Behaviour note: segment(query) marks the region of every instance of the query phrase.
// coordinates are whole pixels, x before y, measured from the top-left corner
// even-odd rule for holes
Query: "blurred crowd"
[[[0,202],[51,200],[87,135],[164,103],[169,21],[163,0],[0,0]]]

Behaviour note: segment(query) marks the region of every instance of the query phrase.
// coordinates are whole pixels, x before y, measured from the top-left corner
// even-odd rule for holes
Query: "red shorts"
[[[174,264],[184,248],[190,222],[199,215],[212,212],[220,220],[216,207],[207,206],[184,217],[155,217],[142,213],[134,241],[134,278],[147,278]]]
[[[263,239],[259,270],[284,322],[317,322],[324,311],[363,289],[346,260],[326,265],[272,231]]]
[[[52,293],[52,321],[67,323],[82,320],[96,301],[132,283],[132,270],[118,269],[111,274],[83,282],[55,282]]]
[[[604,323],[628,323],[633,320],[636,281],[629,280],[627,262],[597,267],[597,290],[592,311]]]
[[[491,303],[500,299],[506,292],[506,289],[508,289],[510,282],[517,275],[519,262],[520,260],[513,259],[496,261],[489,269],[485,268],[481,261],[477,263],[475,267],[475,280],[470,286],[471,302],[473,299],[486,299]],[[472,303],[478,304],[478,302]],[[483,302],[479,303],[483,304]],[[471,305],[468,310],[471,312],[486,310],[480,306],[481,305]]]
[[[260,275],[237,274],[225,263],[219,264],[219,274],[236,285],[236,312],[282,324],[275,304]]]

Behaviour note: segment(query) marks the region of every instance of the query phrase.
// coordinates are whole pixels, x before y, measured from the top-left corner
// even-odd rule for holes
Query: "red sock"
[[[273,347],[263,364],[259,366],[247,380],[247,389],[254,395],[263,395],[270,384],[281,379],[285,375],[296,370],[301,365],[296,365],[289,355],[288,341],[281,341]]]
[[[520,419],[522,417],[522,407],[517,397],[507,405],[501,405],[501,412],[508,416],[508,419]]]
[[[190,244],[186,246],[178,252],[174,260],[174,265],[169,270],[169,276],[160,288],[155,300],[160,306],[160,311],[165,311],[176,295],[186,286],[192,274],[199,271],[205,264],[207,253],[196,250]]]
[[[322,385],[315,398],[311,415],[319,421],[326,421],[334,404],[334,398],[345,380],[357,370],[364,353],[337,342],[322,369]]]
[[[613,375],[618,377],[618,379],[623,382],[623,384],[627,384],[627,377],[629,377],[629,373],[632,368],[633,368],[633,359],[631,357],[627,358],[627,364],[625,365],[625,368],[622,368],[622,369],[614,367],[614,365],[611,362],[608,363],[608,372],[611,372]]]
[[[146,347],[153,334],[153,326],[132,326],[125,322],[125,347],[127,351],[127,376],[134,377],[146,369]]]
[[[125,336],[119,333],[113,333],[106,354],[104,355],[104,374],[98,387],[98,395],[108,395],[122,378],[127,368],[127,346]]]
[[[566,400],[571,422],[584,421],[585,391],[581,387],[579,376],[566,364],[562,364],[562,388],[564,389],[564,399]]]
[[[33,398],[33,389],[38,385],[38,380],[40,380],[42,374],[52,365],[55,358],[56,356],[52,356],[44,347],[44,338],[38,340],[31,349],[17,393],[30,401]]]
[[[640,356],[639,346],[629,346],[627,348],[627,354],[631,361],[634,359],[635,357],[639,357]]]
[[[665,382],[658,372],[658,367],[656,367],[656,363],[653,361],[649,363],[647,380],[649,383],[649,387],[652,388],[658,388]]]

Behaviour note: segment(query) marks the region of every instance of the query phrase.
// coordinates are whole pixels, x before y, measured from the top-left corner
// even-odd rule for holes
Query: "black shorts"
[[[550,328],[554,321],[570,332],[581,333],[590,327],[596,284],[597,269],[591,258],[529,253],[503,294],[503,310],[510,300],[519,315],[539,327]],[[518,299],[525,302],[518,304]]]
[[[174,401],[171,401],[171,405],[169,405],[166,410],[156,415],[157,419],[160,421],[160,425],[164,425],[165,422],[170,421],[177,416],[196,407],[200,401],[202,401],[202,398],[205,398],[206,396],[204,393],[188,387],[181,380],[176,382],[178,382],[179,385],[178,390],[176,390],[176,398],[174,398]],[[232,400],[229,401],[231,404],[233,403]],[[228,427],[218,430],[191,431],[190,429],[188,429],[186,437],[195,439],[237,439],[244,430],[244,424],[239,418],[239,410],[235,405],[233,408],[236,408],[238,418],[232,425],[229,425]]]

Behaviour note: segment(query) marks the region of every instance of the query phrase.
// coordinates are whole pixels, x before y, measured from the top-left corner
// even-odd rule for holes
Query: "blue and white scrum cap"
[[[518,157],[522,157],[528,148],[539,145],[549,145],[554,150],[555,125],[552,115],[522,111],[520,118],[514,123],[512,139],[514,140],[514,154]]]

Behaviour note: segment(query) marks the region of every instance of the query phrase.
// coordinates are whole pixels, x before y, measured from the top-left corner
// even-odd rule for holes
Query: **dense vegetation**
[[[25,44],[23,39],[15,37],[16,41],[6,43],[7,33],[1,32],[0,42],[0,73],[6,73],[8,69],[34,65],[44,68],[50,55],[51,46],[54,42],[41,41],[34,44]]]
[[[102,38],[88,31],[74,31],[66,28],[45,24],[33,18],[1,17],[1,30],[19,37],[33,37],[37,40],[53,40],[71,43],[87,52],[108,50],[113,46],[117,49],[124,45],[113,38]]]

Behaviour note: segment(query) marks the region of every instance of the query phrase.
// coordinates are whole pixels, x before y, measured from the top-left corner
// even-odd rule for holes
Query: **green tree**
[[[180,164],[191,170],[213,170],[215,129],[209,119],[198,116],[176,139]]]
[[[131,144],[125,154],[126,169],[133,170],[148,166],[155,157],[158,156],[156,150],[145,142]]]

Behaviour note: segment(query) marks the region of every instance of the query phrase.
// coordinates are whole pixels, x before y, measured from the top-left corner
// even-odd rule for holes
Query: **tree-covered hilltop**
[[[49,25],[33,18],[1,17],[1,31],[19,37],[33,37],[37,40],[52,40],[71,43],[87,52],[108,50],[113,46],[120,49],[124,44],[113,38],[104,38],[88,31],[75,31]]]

- [WHAT TO DO]: Copy out the entire listing above verbatim, from its first line to its last.

- [PROBLEM SOLUTION]:
Behaviour note: segment(query) marks the region of every instance of the query phrase.
// coordinates are whole pixels, x before y, measured from the top-left corner
// even-odd rule for holes
Query: "blurred crowd"
[[[0,202],[51,200],[87,135],[164,103],[169,21],[163,0],[0,0]]]

Behaviour note: segment(query) marks the region of every instance of the query phrase.
// coordinates are whole pixels, x before y, measured from the top-left corner
// even-odd rule for holes
Query: "red shorts"
[[[174,264],[184,248],[190,222],[199,215],[212,212],[220,220],[216,207],[207,206],[184,217],[155,217],[142,213],[134,241],[134,278],[147,278]]]
[[[263,239],[259,270],[284,322],[317,322],[324,311],[363,289],[346,260],[326,265],[272,231]]]
[[[52,293],[52,321],[67,323],[82,320],[96,301],[132,283],[132,270],[118,269],[111,274],[83,282],[55,282]]]
[[[604,323],[628,323],[633,320],[636,281],[629,280],[627,262],[597,267],[597,290],[592,311]]]
[[[491,303],[500,299],[506,292],[506,289],[508,289],[510,282],[517,275],[519,262],[520,260],[513,259],[496,261],[489,269],[485,268],[481,261],[477,263],[475,267],[475,280],[470,286],[471,302],[473,299],[486,299]],[[472,303],[478,304],[478,302]],[[483,302],[479,303],[483,304]],[[471,305],[468,310],[471,312],[486,310],[480,306],[481,305]]]
[[[260,275],[237,274],[225,263],[219,264],[219,274],[236,285],[236,312],[282,324],[275,304]]]

Behaviour note: segment(query) marks the region of every instance of the query phrase.
// coordinates are whole pixels, x before y, measured from the top-left corner
// even-odd rule for holes
Query: "red sock"
[[[273,347],[263,364],[259,366],[247,380],[247,389],[254,395],[263,395],[270,384],[281,379],[285,375],[296,370],[301,365],[296,365],[289,355],[288,341],[281,341]]]
[[[520,419],[522,417],[522,407],[517,397],[507,405],[501,405],[501,412],[508,416],[508,419]]]
[[[190,244],[186,246],[178,252],[174,260],[174,265],[169,270],[169,276],[160,288],[155,300],[160,306],[160,311],[165,311],[176,295],[186,286],[192,274],[199,271],[205,264],[207,253],[196,250]]]
[[[322,385],[315,398],[311,415],[319,421],[326,421],[334,404],[334,398],[345,380],[357,370],[364,353],[337,342],[322,369]]]
[[[613,375],[618,377],[618,379],[623,382],[623,384],[627,384],[627,377],[629,377],[629,373],[632,368],[633,368],[633,359],[631,357],[627,358],[627,364],[625,365],[625,368],[622,368],[622,369],[614,367],[614,365],[611,362],[608,363],[608,372],[611,372]]]
[[[146,347],[153,334],[153,326],[132,326],[125,322],[125,347],[127,351],[127,376],[134,377],[146,369]]]
[[[125,336],[119,333],[113,333],[106,354],[104,355],[104,374],[98,387],[98,395],[108,395],[122,378],[127,368],[127,346]]]
[[[566,400],[571,422],[584,421],[585,391],[581,387],[579,376],[566,364],[562,364],[562,388],[564,389],[564,399]]]
[[[33,398],[33,389],[38,385],[38,380],[40,380],[42,374],[52,365],[55,358],[56,356],[52,356],[44,347],[44,338],[38,340],[31,349],[17,393],[30,401]]]
[[[640,356],[639,346],[629,346],[627,348],[627,354],[631,361],[634,359],[635,357],[639,357]]]
[[[665,382],[658,372],[658,367],[656,367],[656,363],[653,361],[649,363],[647,380],[649,383],[649,387],[652,388],[658,388]]]

Behaviour note: segment(query) marks the region of every instance of the query phrase.
// coordinates are whole pixels, x before y, measured from the top-left corner
// even-odd rule for holes
Query: "black shorts"
[[[550,328],[554,321],[570,332],[581,333],[590,327],[596,284],[597,269],[591,258],[529,253],[503,294],[503,310],[510,300],[519,315],[539,327]],[[518,299],[525,302],[518,304]]]
[[[174,401],[171,401],[171,405],[169,405],[166,410],[156,415],[157,419],[160,421],[160,425],[164,425],[165,422],[170,421],[177,416],[196,407],[200,401],[202,401],[202,398],[205,398],[206,396],[204,393],[188,387],[181,380],[176,382],[178,382],[179,385],[178,390],[176,390],[176,398],[174,398]],[[232,400],[229,401],[231,404],[233,403]],[[228,427],[218,430],[191,431],[190,429],[188,429],[186,437],[195,439],[237,439],[244,430],[244,424],[239,418],[239,410],[235,405],[233,408],[236,408],[238,418],[232,425],[229,425]]]

Behaviour note: segment(query) marks the region of every instance of the query phrase.
// coordinates are whole pixels, x before y, measured from the top-left corner
// even-odd rule for holes
Query: "blue and white scrum cap"
[[[518,157],[522,157],[528,148],[539,145],[549,145],[554,150],[555,125],[552,115],[522,111],[520,118],[514,123],[512,139],[514,140],[514,154]]]

Behaviour note: segment(query) marks the region of every instance of the query phrase.
// coordinates are whole pixels, x before y, measured from the top-left corner
// even-odd rule for holes
Query: **dense vegetation**
[[[25,44],[23,39],[15,37],[16,41],[6,43],[7,33],[1,32],[0,42],[0,73],[6,73],[8,69],[34,65],[44,68],[50,55],[51,46],[54,42],[41,41],[34,44]]]
[[[102,38],[88,31],[74,31],[66,28],[45,24],[33,18],[1,17],[1,30],[19,37],[33,37],[37,40],[53,40],[71,43],[87,52],[108,50],[113,46],[117,49],[124,45],[113,38]]]

Behaviour note: segment(query) marks the region of every instance of the query phrase.
// coordinates are whole pixels, x before y, measured from the top-left corner
// even-odd rule for holes
Query: **green tree**
[[[180,164],[191,170],[213,170],[215,129],[209,119],[198,116],[176,139]]]
[[[131,144],[125,154],[126,169],[133,170],[148,166],[155,157],[158,156],[156,150],[145,142]]]

Behaviour note: segment(query) marks the region of every instance of the query phrase.
// coordinates are whole pixels, x before y, measured from the top-left corner
// even-odd rule for holes
Query: **tree-covered hilltop**
[[[49,25],[33,18],[1,17],[1,31],[19,37],[33,37],[37,40],[52,40],[71,43],[87,52],[108,50],[113,46],[120,49],[124,44],[113,38],[104,38],[88,31],[75,31]]]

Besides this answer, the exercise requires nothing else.